* Task data
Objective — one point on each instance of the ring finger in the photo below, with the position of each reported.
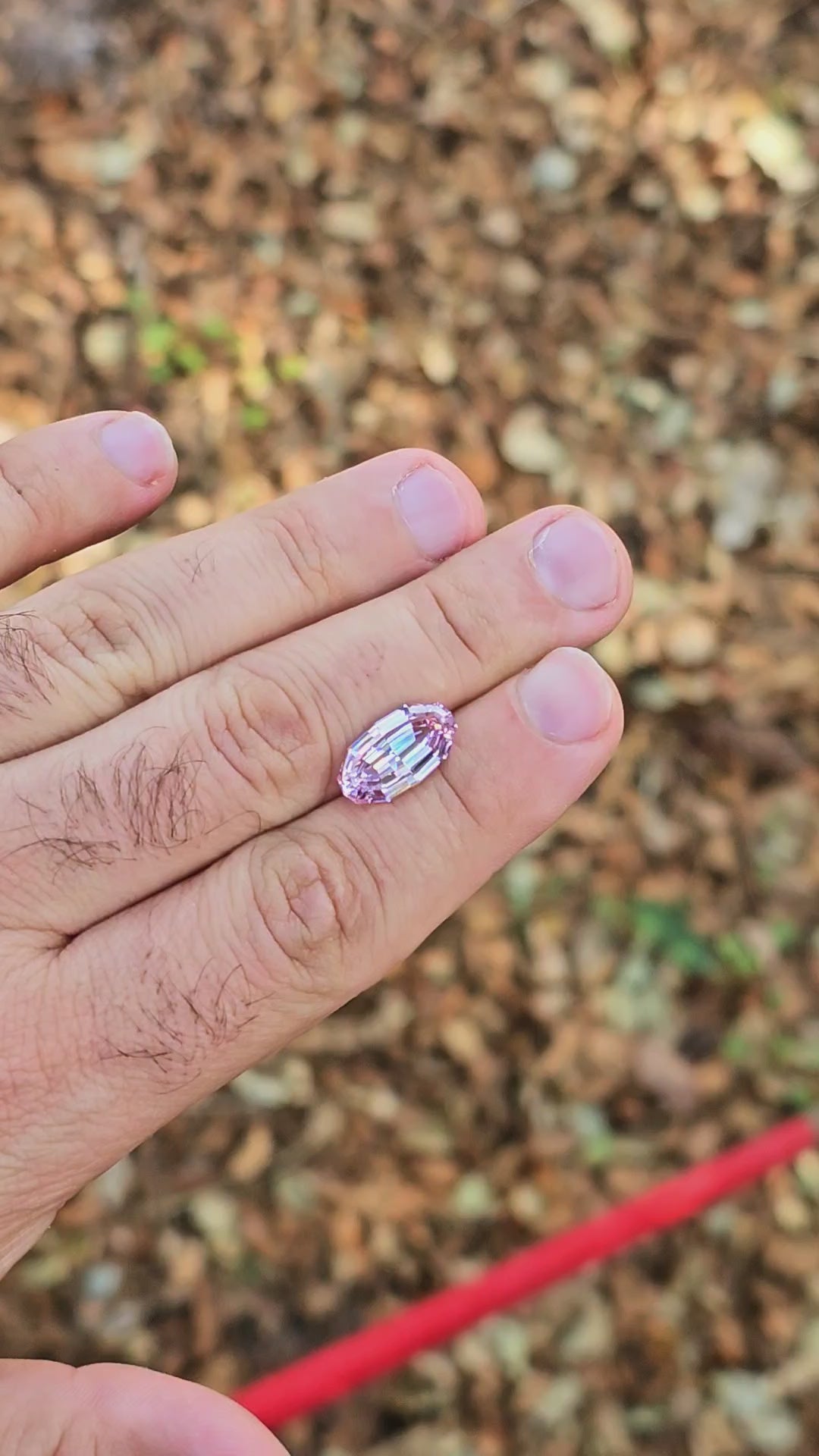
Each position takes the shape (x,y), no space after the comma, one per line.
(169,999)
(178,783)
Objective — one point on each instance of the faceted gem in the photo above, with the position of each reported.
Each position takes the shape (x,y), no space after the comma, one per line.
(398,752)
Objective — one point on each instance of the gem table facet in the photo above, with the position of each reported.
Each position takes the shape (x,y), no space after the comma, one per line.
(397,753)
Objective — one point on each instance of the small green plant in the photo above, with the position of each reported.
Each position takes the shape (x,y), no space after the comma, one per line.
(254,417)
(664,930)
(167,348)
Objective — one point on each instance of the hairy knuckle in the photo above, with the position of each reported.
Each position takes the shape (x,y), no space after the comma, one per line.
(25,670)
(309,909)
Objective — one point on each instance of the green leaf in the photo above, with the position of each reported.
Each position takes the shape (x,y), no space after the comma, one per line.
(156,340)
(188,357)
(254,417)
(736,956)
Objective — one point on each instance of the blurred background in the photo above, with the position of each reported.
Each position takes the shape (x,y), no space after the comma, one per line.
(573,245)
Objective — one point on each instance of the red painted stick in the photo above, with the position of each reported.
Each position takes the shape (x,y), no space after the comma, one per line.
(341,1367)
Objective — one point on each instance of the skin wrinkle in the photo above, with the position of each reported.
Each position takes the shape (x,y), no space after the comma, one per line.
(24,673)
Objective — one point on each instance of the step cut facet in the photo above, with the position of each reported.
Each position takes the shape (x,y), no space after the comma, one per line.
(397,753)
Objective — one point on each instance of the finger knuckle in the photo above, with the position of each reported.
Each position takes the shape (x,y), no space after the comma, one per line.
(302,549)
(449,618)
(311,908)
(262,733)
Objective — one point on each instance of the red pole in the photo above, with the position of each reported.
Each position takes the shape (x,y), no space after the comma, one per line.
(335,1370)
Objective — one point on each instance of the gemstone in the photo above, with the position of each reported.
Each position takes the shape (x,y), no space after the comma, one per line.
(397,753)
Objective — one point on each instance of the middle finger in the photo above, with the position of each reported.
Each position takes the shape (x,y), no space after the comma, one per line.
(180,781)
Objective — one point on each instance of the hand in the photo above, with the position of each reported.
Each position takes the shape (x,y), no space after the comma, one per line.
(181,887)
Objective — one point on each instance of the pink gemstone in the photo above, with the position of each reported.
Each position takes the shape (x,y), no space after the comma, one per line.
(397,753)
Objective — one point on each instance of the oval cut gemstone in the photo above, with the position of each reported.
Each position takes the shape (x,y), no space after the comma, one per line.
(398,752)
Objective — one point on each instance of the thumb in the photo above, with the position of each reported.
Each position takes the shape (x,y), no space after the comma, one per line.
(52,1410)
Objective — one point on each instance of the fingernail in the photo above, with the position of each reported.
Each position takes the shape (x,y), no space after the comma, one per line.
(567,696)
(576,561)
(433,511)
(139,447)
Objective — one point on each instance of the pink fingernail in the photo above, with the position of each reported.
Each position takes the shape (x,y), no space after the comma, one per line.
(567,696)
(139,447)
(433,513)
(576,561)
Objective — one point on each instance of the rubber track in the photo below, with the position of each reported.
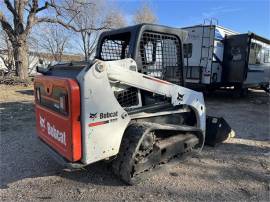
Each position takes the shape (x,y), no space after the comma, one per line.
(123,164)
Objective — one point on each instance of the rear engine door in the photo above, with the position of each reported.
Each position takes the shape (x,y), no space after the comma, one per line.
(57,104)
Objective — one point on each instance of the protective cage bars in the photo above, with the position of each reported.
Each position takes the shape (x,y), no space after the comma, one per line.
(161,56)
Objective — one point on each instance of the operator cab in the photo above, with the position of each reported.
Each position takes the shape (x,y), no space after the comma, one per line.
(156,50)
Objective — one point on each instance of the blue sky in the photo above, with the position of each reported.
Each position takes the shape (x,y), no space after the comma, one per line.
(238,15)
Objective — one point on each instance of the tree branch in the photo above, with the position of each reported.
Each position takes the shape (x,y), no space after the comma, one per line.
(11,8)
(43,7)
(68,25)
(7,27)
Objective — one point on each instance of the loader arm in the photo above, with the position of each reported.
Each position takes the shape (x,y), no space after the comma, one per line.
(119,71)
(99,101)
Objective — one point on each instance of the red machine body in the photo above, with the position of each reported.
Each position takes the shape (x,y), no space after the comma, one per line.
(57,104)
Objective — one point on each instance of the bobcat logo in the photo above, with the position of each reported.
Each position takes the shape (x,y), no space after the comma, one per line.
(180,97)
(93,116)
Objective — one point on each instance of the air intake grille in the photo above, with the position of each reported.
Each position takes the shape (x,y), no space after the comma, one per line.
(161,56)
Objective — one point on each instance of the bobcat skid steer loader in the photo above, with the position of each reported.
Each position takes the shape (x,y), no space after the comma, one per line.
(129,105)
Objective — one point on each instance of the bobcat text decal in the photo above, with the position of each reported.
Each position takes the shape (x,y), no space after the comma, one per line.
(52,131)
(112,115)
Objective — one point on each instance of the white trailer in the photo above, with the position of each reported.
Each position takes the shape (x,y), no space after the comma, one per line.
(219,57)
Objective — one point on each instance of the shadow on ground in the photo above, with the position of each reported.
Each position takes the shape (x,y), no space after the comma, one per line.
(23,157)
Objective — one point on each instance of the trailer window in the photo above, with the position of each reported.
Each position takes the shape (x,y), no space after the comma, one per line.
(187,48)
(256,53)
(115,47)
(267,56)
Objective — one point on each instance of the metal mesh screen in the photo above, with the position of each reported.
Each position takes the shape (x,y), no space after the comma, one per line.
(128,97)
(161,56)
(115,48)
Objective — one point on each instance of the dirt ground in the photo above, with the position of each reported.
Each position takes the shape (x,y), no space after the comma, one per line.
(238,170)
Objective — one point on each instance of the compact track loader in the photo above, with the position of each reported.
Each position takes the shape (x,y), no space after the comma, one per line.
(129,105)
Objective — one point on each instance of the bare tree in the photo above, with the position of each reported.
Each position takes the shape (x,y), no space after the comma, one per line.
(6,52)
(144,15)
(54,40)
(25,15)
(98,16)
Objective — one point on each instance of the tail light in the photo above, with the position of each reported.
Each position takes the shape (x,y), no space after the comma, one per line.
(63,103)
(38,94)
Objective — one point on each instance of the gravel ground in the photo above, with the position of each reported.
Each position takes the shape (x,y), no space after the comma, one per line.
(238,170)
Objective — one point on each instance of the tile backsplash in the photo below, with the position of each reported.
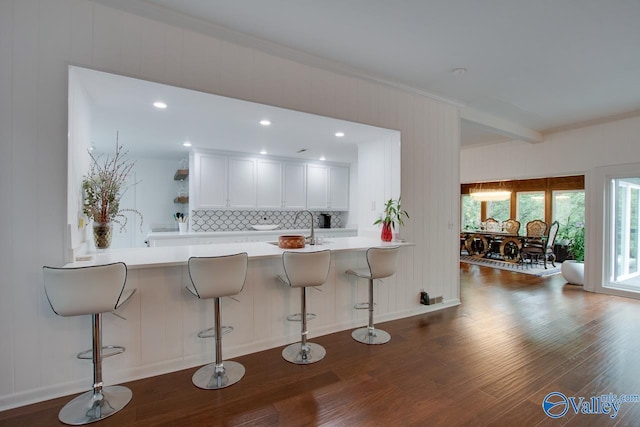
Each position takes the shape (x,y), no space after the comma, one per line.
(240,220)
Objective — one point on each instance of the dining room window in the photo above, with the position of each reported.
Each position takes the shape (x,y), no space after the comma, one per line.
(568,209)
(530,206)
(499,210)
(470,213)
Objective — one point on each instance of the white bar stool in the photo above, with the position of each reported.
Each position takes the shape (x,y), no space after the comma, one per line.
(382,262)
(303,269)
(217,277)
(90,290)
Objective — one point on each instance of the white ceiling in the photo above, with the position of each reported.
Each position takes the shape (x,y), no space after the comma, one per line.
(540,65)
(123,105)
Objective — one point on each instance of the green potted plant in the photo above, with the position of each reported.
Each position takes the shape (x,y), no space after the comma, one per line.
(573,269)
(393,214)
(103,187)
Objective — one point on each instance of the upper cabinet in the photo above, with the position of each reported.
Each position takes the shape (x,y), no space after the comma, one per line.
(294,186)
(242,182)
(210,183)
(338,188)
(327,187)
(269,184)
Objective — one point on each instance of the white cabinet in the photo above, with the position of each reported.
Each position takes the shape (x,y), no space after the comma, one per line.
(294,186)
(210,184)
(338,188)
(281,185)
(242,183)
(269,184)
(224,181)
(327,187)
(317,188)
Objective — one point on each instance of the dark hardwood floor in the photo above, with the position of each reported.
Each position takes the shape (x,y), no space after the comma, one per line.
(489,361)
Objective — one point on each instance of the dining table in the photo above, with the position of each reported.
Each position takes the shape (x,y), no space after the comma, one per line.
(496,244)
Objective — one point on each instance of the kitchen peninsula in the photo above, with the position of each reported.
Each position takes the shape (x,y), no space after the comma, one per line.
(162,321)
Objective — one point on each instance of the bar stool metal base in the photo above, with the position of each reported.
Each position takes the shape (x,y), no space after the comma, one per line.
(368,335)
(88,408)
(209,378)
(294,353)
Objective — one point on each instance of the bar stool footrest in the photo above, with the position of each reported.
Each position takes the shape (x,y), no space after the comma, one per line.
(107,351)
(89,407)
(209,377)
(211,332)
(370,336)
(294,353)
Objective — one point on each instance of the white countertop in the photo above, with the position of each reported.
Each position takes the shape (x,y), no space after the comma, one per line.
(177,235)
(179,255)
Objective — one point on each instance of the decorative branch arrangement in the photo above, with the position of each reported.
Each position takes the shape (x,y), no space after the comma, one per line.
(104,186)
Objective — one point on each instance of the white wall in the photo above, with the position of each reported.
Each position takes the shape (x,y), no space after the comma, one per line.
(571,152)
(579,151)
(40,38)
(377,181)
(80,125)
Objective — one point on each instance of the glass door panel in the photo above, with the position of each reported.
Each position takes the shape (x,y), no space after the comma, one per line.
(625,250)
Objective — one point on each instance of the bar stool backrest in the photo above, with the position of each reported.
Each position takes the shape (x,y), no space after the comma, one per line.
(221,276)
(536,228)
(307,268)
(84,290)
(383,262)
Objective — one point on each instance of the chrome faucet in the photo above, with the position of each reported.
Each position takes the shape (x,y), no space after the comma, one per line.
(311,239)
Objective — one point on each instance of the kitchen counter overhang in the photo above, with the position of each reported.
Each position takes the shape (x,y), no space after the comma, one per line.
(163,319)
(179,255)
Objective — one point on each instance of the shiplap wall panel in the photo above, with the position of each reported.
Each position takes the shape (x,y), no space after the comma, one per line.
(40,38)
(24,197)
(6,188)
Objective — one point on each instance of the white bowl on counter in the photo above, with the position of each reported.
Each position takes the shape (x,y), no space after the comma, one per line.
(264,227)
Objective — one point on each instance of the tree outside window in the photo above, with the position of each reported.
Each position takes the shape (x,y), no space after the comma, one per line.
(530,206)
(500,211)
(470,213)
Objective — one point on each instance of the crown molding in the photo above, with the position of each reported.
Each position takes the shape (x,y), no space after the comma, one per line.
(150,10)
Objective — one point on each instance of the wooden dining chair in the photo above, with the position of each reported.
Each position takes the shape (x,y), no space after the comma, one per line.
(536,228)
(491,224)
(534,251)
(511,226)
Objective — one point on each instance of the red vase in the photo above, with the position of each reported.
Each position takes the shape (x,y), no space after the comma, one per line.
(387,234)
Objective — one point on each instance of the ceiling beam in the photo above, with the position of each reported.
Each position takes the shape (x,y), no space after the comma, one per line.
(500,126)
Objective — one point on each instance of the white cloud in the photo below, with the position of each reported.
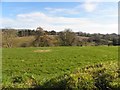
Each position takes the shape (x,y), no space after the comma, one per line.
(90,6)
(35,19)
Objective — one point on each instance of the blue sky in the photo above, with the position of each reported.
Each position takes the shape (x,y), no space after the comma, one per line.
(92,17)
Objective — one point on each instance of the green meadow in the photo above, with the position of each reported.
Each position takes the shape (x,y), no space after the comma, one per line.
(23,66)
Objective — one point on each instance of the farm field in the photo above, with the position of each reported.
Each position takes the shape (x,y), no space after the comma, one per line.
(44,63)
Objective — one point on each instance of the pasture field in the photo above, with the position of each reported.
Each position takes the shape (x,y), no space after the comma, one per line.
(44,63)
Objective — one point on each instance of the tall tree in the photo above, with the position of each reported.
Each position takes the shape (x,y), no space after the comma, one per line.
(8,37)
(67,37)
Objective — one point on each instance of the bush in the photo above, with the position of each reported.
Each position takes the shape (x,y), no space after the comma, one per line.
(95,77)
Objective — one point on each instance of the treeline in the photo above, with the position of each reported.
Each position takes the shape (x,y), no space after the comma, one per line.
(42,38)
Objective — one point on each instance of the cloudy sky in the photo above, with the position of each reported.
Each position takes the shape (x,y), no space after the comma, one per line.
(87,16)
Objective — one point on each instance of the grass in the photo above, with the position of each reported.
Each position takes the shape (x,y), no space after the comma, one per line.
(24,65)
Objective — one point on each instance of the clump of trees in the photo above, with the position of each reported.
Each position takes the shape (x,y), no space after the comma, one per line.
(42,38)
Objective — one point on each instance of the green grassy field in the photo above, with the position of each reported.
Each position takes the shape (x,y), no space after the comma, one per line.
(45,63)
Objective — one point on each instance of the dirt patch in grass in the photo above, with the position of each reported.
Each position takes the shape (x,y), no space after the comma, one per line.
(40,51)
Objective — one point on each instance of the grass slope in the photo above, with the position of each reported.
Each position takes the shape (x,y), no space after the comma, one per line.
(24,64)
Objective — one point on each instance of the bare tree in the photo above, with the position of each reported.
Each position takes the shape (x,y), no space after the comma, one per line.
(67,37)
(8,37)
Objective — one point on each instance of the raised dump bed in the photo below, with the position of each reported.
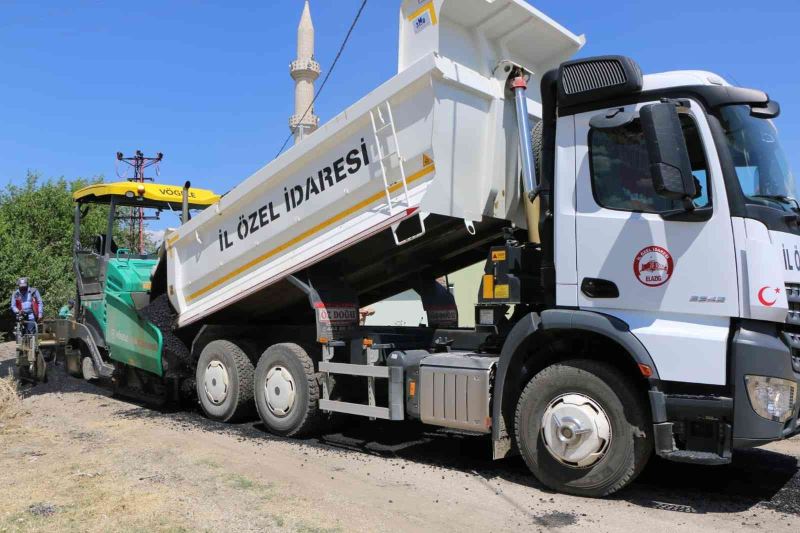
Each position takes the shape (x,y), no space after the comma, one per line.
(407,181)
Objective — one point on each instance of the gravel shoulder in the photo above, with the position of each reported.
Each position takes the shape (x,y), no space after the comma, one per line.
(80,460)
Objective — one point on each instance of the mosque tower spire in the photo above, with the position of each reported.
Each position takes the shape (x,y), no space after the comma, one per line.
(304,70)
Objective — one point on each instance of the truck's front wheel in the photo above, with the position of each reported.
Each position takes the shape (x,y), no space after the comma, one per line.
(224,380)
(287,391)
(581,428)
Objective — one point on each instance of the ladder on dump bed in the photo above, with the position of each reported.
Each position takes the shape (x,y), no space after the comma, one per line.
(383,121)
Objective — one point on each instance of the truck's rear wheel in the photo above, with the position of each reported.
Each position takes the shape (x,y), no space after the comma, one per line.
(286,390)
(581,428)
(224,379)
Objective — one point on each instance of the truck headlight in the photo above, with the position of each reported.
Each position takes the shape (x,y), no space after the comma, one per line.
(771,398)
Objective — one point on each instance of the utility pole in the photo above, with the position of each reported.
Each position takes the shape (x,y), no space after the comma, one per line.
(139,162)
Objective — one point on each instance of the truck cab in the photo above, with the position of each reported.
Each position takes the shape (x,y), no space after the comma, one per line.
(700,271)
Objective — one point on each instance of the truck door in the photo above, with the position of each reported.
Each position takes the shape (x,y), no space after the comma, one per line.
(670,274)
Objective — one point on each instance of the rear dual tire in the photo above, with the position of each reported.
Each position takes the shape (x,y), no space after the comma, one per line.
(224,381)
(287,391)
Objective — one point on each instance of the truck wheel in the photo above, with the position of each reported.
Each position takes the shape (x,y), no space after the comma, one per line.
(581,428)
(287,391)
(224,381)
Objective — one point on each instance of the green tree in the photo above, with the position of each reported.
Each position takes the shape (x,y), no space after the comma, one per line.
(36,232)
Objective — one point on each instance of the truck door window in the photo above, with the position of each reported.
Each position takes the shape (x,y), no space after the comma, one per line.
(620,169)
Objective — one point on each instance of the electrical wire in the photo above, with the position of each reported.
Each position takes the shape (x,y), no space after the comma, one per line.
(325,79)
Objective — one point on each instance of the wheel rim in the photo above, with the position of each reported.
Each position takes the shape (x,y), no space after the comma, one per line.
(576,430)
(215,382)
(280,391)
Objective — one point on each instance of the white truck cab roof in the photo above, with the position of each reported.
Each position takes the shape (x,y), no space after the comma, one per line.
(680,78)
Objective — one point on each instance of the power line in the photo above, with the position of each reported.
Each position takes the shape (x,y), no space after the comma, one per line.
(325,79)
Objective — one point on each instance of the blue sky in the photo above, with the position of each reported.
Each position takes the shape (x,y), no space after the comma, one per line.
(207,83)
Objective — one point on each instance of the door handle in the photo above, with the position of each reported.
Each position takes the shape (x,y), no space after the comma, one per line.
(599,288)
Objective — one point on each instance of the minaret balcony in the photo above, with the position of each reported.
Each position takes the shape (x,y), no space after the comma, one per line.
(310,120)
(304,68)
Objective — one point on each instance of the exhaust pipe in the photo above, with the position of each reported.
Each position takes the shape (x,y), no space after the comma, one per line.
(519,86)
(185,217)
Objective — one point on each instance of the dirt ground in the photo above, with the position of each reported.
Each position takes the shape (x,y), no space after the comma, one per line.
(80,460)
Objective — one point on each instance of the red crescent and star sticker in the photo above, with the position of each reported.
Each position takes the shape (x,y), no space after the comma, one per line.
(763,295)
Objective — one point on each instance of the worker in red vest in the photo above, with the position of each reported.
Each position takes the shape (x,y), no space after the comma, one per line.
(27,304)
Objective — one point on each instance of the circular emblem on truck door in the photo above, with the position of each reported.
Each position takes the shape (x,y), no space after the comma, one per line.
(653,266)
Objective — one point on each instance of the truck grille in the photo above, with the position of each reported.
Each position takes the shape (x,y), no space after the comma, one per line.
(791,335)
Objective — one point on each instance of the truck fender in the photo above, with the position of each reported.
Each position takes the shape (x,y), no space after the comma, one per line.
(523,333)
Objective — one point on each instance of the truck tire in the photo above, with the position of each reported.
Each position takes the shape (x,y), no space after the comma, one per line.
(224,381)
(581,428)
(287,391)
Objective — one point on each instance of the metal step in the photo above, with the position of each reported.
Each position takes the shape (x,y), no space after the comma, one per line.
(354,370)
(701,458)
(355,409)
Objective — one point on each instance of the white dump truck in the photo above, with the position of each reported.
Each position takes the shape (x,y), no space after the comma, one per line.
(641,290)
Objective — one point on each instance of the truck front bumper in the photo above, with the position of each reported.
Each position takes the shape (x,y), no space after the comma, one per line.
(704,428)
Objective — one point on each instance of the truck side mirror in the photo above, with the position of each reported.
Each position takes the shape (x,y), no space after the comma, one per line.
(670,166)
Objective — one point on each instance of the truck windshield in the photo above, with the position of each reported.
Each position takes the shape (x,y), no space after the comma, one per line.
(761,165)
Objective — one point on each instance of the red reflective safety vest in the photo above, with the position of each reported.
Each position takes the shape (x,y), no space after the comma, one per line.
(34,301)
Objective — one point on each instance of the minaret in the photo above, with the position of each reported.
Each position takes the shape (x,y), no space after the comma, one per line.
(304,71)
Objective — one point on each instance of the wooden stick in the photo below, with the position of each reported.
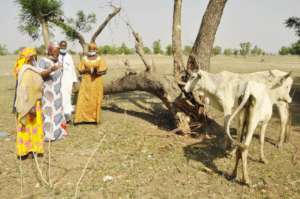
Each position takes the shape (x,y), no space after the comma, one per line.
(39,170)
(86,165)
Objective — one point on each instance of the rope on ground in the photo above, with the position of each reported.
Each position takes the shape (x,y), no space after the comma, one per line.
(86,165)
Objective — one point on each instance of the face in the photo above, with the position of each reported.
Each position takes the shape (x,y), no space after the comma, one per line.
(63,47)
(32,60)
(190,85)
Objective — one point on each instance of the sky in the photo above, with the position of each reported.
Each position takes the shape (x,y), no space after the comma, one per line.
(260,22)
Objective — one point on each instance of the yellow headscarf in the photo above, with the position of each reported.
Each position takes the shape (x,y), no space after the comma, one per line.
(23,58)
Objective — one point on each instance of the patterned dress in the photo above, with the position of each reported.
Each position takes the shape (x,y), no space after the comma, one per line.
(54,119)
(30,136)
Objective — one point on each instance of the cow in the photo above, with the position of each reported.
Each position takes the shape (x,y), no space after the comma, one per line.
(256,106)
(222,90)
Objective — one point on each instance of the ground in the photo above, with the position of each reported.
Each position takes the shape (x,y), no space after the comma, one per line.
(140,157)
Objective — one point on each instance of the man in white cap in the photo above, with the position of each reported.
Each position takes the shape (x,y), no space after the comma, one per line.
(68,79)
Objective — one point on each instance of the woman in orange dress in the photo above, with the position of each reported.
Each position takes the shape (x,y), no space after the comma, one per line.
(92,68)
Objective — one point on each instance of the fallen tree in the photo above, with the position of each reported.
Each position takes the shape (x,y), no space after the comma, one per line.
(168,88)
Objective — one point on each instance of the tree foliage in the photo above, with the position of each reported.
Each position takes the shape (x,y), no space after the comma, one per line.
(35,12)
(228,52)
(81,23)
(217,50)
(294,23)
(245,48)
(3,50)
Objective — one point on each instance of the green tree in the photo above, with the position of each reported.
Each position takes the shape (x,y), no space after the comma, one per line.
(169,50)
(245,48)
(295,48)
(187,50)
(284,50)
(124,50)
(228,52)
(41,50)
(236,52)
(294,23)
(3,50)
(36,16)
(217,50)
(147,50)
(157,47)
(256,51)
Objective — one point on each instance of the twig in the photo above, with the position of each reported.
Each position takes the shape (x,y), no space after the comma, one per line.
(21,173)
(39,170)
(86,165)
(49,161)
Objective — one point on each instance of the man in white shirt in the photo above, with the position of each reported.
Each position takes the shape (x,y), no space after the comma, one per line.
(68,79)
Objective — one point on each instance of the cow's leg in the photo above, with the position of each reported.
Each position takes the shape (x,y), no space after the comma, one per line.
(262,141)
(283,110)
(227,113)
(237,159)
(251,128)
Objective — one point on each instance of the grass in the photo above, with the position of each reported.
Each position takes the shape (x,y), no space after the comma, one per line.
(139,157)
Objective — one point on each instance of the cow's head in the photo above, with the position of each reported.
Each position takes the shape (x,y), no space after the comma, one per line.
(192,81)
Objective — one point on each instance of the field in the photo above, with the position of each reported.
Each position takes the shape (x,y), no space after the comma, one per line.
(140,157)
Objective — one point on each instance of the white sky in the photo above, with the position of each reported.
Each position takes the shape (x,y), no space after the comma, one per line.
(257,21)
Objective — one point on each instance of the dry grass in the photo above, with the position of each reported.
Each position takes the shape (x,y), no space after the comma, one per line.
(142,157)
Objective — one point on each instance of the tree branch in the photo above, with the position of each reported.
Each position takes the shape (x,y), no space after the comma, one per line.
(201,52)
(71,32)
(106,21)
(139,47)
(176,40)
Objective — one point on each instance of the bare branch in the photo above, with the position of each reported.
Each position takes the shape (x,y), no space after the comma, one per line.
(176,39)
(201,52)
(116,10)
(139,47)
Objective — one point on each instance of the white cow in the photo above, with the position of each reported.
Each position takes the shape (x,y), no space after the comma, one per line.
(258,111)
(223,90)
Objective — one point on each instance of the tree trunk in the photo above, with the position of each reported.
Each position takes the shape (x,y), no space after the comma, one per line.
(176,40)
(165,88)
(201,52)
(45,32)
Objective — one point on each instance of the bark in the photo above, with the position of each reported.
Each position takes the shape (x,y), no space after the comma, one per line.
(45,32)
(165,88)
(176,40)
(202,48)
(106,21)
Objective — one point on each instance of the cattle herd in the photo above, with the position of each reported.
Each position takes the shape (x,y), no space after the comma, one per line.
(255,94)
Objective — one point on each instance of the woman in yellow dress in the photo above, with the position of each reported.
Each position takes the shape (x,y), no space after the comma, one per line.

* Exercise details
Line count for "panel": determine it from the data and answer with the number by itself.

* Problem solution
2